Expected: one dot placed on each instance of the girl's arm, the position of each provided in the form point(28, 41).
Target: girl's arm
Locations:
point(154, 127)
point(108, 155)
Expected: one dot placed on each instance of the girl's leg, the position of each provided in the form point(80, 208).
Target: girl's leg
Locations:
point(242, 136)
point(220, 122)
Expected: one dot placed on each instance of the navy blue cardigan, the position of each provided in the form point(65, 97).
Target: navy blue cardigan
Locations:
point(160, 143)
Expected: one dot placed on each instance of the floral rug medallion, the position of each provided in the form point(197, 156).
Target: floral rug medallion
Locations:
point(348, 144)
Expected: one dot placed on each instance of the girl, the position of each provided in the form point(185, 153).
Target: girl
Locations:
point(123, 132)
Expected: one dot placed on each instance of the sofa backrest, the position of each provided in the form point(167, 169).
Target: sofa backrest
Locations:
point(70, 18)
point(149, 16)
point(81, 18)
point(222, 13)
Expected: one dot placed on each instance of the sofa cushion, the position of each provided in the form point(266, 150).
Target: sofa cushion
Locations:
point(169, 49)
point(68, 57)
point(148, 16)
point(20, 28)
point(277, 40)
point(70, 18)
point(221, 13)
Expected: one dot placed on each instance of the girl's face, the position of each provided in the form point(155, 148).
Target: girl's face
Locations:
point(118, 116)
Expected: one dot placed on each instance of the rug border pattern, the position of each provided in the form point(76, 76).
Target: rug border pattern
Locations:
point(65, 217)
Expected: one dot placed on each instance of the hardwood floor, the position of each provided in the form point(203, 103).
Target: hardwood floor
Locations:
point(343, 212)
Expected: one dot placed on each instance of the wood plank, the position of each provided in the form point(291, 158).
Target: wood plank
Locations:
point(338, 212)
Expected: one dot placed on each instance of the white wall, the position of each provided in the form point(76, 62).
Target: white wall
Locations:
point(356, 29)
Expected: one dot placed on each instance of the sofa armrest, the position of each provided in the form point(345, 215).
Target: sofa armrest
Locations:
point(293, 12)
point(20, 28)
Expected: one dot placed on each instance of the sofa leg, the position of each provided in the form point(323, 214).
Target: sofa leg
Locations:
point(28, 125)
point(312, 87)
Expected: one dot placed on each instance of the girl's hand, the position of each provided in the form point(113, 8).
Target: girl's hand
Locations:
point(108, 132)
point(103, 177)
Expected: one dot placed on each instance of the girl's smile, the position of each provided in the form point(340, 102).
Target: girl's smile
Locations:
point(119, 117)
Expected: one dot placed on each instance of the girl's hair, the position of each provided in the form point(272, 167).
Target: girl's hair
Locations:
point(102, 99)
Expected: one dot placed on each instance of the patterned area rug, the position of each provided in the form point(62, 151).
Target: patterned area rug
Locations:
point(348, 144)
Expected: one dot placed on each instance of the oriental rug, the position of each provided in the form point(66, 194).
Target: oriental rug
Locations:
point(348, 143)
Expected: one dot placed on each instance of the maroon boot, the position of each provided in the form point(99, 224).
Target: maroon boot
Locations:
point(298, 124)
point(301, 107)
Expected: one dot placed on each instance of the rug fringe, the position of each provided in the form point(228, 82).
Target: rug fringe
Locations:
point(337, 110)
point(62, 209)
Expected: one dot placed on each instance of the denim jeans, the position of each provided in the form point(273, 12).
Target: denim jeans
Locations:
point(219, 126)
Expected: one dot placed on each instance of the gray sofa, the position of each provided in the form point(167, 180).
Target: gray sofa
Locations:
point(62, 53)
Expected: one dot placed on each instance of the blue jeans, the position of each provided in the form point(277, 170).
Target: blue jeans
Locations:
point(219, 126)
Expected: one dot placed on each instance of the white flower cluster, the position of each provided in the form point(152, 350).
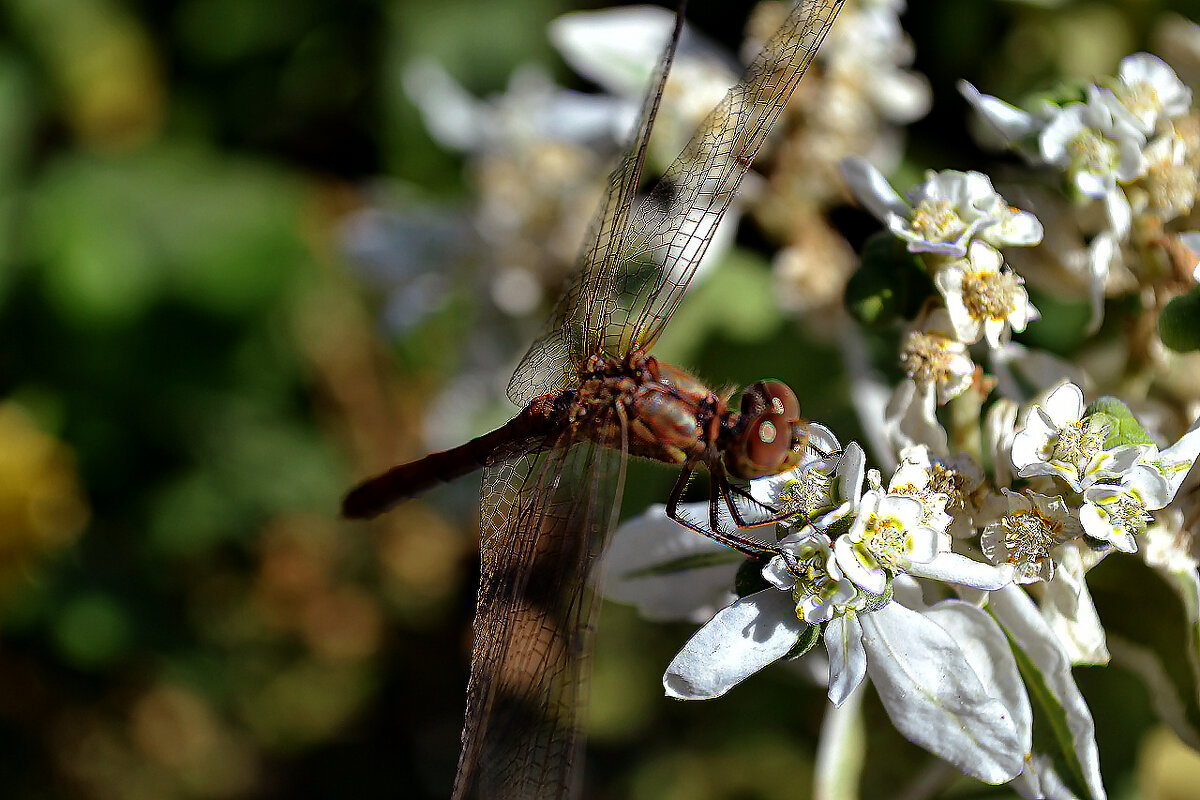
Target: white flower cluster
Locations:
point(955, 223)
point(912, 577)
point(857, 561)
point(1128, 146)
* * *
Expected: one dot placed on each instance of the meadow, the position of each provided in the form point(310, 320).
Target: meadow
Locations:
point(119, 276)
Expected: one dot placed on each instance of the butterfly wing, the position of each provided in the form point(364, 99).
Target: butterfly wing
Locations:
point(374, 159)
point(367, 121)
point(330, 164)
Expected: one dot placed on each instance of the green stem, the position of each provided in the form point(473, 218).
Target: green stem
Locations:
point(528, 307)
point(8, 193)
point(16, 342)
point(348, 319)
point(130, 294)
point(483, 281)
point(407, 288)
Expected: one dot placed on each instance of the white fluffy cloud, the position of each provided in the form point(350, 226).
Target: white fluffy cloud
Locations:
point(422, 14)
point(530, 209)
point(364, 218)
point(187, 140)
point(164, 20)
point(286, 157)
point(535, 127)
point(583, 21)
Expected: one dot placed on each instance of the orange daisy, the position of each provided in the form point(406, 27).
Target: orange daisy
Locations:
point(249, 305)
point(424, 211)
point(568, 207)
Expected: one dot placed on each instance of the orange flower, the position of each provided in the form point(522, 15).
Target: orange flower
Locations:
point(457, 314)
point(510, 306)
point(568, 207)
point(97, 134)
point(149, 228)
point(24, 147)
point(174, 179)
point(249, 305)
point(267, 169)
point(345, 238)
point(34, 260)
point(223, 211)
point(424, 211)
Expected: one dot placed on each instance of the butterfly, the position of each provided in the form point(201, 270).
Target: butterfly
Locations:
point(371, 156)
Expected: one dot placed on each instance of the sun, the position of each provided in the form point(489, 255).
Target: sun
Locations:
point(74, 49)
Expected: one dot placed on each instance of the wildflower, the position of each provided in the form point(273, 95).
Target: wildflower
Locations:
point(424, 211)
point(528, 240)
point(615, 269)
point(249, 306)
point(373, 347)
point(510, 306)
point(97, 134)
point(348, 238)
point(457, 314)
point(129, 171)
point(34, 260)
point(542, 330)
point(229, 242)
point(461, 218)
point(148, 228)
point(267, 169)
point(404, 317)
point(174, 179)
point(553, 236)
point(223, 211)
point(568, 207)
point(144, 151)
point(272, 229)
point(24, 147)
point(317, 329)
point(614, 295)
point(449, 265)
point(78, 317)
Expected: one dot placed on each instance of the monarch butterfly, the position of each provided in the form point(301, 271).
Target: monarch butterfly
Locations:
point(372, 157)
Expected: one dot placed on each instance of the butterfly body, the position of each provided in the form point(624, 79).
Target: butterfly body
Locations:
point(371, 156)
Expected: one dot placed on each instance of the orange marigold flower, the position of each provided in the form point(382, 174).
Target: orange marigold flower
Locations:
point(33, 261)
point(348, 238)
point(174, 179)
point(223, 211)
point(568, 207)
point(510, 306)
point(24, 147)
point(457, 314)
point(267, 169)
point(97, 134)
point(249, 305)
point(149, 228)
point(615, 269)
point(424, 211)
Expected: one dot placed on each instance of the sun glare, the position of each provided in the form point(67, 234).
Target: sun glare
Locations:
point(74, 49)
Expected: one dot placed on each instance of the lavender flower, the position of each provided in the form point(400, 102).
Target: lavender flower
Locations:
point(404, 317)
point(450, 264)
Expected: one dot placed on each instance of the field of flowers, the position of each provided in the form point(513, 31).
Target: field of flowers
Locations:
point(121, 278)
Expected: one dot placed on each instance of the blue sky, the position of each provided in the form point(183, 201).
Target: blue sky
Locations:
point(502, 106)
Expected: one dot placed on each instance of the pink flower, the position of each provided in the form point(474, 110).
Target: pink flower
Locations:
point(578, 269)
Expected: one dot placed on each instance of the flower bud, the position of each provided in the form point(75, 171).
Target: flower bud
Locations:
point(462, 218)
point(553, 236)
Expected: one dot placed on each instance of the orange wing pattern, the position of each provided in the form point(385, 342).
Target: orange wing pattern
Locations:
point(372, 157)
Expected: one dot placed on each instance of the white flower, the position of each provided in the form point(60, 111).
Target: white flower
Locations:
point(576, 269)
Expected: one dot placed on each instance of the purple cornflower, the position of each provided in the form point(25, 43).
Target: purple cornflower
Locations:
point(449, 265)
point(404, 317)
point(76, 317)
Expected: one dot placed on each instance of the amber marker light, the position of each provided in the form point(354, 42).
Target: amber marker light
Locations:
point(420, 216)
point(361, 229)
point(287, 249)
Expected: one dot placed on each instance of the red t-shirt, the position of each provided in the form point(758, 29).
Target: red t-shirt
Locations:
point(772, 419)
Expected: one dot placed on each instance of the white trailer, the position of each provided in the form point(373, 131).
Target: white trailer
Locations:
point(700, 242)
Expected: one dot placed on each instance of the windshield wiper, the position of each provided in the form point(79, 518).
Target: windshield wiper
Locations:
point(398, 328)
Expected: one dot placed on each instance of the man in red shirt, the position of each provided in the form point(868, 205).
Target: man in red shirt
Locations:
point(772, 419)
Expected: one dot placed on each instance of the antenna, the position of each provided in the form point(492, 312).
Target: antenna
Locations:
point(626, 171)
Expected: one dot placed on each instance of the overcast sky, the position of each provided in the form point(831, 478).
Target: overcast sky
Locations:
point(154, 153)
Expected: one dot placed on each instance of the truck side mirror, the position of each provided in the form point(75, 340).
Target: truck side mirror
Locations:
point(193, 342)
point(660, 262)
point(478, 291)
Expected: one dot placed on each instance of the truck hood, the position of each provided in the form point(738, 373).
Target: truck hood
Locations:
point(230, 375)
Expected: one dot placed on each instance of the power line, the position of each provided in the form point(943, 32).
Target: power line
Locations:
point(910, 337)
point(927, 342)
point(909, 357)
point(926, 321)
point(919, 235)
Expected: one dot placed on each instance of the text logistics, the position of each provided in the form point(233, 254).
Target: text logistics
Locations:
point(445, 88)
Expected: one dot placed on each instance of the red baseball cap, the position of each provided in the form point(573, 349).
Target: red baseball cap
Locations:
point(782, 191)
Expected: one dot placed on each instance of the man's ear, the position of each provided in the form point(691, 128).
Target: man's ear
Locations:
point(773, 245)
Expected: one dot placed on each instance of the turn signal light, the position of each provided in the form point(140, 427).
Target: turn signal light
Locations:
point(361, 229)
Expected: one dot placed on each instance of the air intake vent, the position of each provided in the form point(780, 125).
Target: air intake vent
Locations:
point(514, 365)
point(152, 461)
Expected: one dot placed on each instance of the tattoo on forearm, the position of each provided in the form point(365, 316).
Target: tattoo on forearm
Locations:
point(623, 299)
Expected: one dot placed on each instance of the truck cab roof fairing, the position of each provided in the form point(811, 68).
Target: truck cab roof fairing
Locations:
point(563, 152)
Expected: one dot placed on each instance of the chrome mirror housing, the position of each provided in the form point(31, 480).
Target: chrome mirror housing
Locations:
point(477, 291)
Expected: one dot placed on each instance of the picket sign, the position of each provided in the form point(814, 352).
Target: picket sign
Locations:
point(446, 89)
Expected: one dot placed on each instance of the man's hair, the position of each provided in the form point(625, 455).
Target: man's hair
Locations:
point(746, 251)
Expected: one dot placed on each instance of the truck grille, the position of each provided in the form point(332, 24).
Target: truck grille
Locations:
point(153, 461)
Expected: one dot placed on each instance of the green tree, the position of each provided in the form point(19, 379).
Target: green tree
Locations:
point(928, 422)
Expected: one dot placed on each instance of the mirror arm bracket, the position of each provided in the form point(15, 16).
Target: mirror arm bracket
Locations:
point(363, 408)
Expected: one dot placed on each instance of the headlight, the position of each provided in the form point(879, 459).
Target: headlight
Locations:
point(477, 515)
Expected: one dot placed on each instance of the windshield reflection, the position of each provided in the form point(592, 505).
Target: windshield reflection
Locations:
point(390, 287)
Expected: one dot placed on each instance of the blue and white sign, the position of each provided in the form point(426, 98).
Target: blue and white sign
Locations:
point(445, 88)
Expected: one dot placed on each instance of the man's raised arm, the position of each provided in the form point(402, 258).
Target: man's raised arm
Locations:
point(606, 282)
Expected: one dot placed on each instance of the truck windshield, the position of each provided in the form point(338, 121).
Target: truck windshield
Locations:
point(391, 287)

> _What you will do_:
Please identify every line in the entries above that contains the word "boot" and copy each of those lines in full.

> _Task response_:
Expected: one dot placed on each instance of the maroon boot, the position of each provided in the form point(99, 224).
Target: maroon boot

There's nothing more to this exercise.